◆ Excerpts of location labeling data
━━━
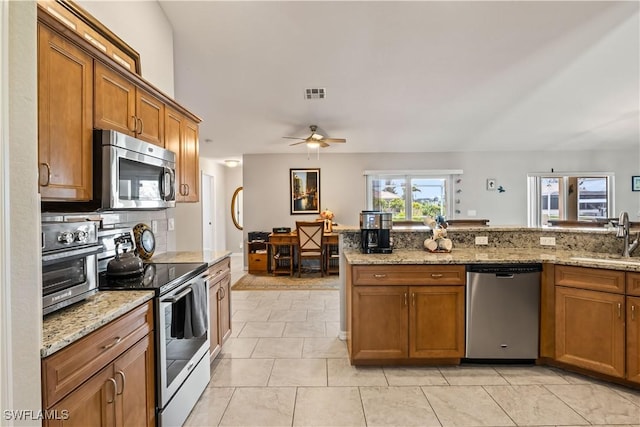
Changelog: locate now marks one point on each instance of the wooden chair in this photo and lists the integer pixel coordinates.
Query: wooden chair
(310, 243)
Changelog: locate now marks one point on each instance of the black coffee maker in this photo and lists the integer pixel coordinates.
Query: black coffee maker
(375, 228)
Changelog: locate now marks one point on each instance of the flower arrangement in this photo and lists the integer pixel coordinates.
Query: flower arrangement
(327, 214)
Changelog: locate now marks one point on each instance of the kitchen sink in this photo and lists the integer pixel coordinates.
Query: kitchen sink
(608, 261)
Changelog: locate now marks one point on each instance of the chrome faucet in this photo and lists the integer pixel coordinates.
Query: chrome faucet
(623, 231)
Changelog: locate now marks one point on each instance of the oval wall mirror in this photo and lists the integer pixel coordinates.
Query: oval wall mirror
(236, 208)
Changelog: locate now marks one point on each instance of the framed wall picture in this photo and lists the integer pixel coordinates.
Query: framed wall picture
(304, 189)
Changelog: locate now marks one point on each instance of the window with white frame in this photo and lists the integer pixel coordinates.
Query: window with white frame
(574, 196)
(411, 195)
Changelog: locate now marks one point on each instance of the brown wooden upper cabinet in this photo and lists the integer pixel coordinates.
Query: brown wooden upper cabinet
(181, 137)
(65, 102)
(121, 105)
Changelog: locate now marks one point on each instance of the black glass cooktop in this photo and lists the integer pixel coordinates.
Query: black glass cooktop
(160, 278)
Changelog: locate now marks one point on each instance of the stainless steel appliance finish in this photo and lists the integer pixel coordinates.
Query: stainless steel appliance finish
(69, 266)
(184, 369)
(134, 174)
(375, 232)
(503, 311)
(182, 355)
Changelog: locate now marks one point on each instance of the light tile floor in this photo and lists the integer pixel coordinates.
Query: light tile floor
(285, 366)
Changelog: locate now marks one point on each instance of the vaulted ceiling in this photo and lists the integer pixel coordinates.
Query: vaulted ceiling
(409, 76)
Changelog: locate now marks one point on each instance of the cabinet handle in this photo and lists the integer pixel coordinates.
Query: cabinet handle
(115, 389)
(124, 379)
(116, 340)
(46, 165)
(619, 310)
(134, 119)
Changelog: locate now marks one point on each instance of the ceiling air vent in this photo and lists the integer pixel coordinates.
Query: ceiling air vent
(319, 93)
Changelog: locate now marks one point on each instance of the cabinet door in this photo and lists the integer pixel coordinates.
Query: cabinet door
(91, 404)
(380, 322)
(65, 98)
(633, 339)
(134, 375)
(150, 112)
(590, 330)
(115, 101)
(214, 328)
(224, 309)
(189, 161)
(436, 321)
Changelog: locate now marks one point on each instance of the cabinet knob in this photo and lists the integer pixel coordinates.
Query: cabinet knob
(47, 175)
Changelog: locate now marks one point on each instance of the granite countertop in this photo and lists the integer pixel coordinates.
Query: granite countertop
(495, 256)
(210, 257)
(68, 325)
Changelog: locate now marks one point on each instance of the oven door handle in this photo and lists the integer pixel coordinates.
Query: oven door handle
(178, 297)
(73, 253)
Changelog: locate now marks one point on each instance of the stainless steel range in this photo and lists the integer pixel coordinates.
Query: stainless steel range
(181, 323)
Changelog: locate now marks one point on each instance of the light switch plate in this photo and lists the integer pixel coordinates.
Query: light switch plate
(482, 240)
(548, 241)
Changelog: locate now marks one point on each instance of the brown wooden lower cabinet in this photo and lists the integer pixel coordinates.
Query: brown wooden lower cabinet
(633, 339)
(392, 321)
(219, 281)
(118, 393)
(590, 330)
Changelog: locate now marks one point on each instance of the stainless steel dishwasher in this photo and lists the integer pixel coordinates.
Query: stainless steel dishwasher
(503, 306)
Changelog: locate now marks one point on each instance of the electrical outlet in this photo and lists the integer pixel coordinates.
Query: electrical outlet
(482, 240)
(548, 241)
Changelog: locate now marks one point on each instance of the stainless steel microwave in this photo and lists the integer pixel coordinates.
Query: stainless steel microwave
(132, 174)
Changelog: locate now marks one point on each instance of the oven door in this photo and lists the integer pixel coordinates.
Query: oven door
(133, 180)
(68, 277)
(181, 345)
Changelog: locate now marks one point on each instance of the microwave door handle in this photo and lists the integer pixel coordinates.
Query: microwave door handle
(168, 186)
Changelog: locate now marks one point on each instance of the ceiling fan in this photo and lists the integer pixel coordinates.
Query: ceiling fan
(316, 139)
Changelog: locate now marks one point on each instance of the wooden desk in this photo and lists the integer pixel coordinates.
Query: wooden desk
(329, 240)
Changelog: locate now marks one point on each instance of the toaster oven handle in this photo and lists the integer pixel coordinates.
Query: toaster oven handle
(178, 297)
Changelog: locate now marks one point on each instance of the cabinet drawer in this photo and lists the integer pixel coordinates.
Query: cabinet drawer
(218, 270)
(68, 368)
(597, 279)
(633, 284)
(408, 275)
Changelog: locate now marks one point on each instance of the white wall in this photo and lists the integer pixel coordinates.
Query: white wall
(143, 26)
(266, 181)
(23, 288)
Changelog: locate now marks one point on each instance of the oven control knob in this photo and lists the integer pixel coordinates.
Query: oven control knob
(81, 236)
(66, 237)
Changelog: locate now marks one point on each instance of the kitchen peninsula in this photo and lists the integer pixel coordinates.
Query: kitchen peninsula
(587, 290)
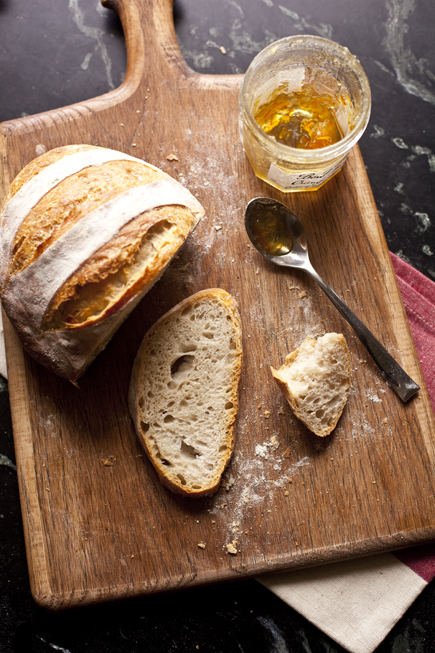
━━━
Output all the lines from the items above as a JSON array of strings, with one string per line and blank lines omitted. Leave the pictures out of the answer.

◆ ANSWER TO THE TASK
[
  "Changelog: locate now marks one point on each instance of the wooden chair in this photo and lists the integer pixel coordinates.",
  "Query: wooden chair",
  "(310, 243)",
  "Changelog: locate now marks one point on each instance of the black coffee maker in this photo and lists the integer pixel coordinates.",
  "Query: black coffee maker",
  "(375, 228)",
  "Changelog: locate now marks one point on each instance of the flower arrangement in this photo and lists the integer pixel coordinates.",
  "Query: flower arrangement",
  "(327, 214)",
  "Changelog: locate now marks one point on each instance of the kitchen sink in this photo and lists the integer pixel coordinates.",
  "Query: kitchen sink",
  "(608, 261)",
  "Changelog: locate now marks one point on each instance of the chrome faucet in this photo and lists the integer pixel coordinates.",
  "Query: chrome faucet",
  "(623, 231)",
  "Changelog: locate now marks one point on each instance of the oval wall mirror in this photo and lists the integer pixel coordinates.",
  "Query: oval wall mirror",
  "(236, 208)",
  "Changelog: locate now marks one point on each instance of the framed wall picture in this photo and lists the integer pixel coordinates.",
  "Query: framed wall picture",
  "(304, 189)",
  "Changelog: locate now marks one point on each instance of the window with white frame in this photo and lists the integer pixel coordinates.",
  "Query: window with white frame",
  "(574, 196)",
  "(411, 195)",
  "Changelog: locate now marks one point on each instance of the brown wooden upper cabinet in this photo and lists the integer pixel coordinates.",
  "Query: brown wooden upper cabinet",
  "(181, 137)",
  "(65, 102)",
  "(121, 105)",
  "Changelog: locate now marks one point on each instance of the black glass cooktop in this photo and lists the integer pixel coordinates.",
  "Query: black glass cooktop",
  "(160, 278)",
  "Changelog: locate now marks one point on each instance of the stainless steel appliance finish in this photo and lists the integer pixel coordinates.",
  "Query: stainless steel appliance finish",
  "(69, 266)",
  "(184, 369)",
  "(134, 174)",
  "(375, 232)",
  "(503, 311)",
  "(182, 355)",
  "Changelog: locate now marks one point on each instance of the light tile floor in this photo and lists the integer pixel coordinates.",
  "Query: light tile floor",
  "(285, 366)",
  "Changelog: locate now marks one point on each instance of the vaulted ceiling in this photo and lists the integer pixel coordinates.",
  "Query: vaulted ceiling",
  "(409, 76)",
  "Changelog: locate now marks one point on each instance of the cabinet handle in this photo and lists the integer pixel coordinates.",
  "Query: cabinet handle",
  "(115, 389)",
  "(124, 379)",
  "(116, 340)",
  "(46, 165)",
  "(619, 310)",
  "(134, 119)",
  "Changelog: locate now marks one point on each instance of the ceiling air vent in this photo and lists the integer pixel coordinates.",
  "Query: ceiling air vent",
  "(319, 93)",
  "Changelog: locate now marks one point on each instance of the cabinet door in this photo and lists the integer pixel coordinates.",
  "Query: cabinet door",
  "(91, 404)",
  "(380, 322)",
  "(65, 98)",
  "(633, 339)",
  "(134, 375)",
  "(150, 112)",
  "(590, 330)",
  "(115, 101)",
  "(214, 328)",
  "(224, 309)",
  "(189, 161)",
  "(436, 321)",
  "Changelog: locate now marks one point on each instance of the cabinet knob in this photo and lists the integer pixel coordinates.",
  "Query: cabinet knob",
  "(47, 175)",
  "Changelog: locate now marks one point on each instance of the granite countertop in this photo and lists the integer pixel coordinates.",
  "Query: granite countertop",
  "(495, 256)",
  "(210, 257)",
  "(68, 325)",
  "Changelog: locate now marks one point on each instance of the oven door handle in this photo and lists the integer pixel coordinates.",
  "Query: oven door handle",
  "(178, 297)",
  "(73, 253)",
  "Changelog: locate now marks one point on each instance of the stainless steel range in this photo and lists the integer pixel coordinates.",
  "Query: stainless steel range",
  "(181, 323)",
  "Changelog: locate now marks one point on each instance of the light switch plate in this photo and lists the integer pixel coordinates.",
  "Query: light switch plate",
  "(482, 240)",
  "(548, 241)",
  "Changelog: locate now marks one point on each instance of the brown wooden lower cabinet in this photo and lists the integer pixel coordinates.",
  "Query: brown wooden lower cabinet",
  "(633, 339)",
  "(392, 321)",
  "(219, 281)",
  "(118, 393)",
  "(590, 330)",
  "Changelog: locate now marks one point on each instance of the stainless steel dishwasher in this photo and lists the integer pixel coordinates.",
  "Query: stainless steel dishwasher",
  "(503, 306)",
  "Changelog: locate now marks one point on each instance of the electrical outlet in this photo and lists the integer pixel coordinates.",
  "Query: electrical outlet",
  "(482, 240)",
  "(548, 241)",
  "Changelog: locate now marks one point on each instance of the stainless steel microwave in this photo and lists the integer pixel coordinates.",
  "Query: stainless steel microwave",
  "(132, 174)",
  "Changelog: locate now marks one point on each instance of the oven door in this photo and lists the integer pixel coordinates.",
  "Query: oven door",
  "(133, 180)",
  "(68, 277)",
  "(181, 345)",
  "Changelog: locate now marks one point on each instance of the microwave door handle in this photo and lists the integer pixel coordinates.",
  "Query: microwave door handle",
  "(168, 186)",
  "Changelog: locate now marks one point on each instance of the ceiling fan in this photo and lists the integer pixel coordinates.",
  "Query: ceiling fan",
  "(316, 139)",
  "Changelog: locate now marks one point on each instance of the wooden desk in this photo and lists the integer pixel coordinates.",
  "Query: wooden desk",
  "(329, 240)",
  "Changelog: locate now marks one point on each instance of the toaster oven handle in this photo and lists the integer pixel coordinates.",
  "Query: toaster oven handle",
  "(178, 297)",
  "Changelog: locate now marks one point on each instance of the cabinet drawer in this photo and lists the integer pixel coordinates.",
  "Query: cabinet drawer",
  "(218, 270)",
  "(68, 368)",
  "(597, 279)",
  "(633, 284)",
  "(408, 275)",
  "Changelog: locate now marks one point on each instance of the white wall in this photo and lists the integer pixel coordinates.",
  "Query: white wall",
  "(143, 26)",
  "(266, 181)",
  "(23, 288)",
  "Changelog: locate now marks one point on each instance of the oven control knob in this photo and lists the integer pixel coordinates.",
  "Query: oven control knob",
  "(81, 236)",
  "(66, 237)",
  "Changelog: locate now marks one point on each instance of the kitchen peninsula in this photo and lists the integer pixel coordinates.",
  "Query: kitchen peninsula",
  "(587, 290)"
]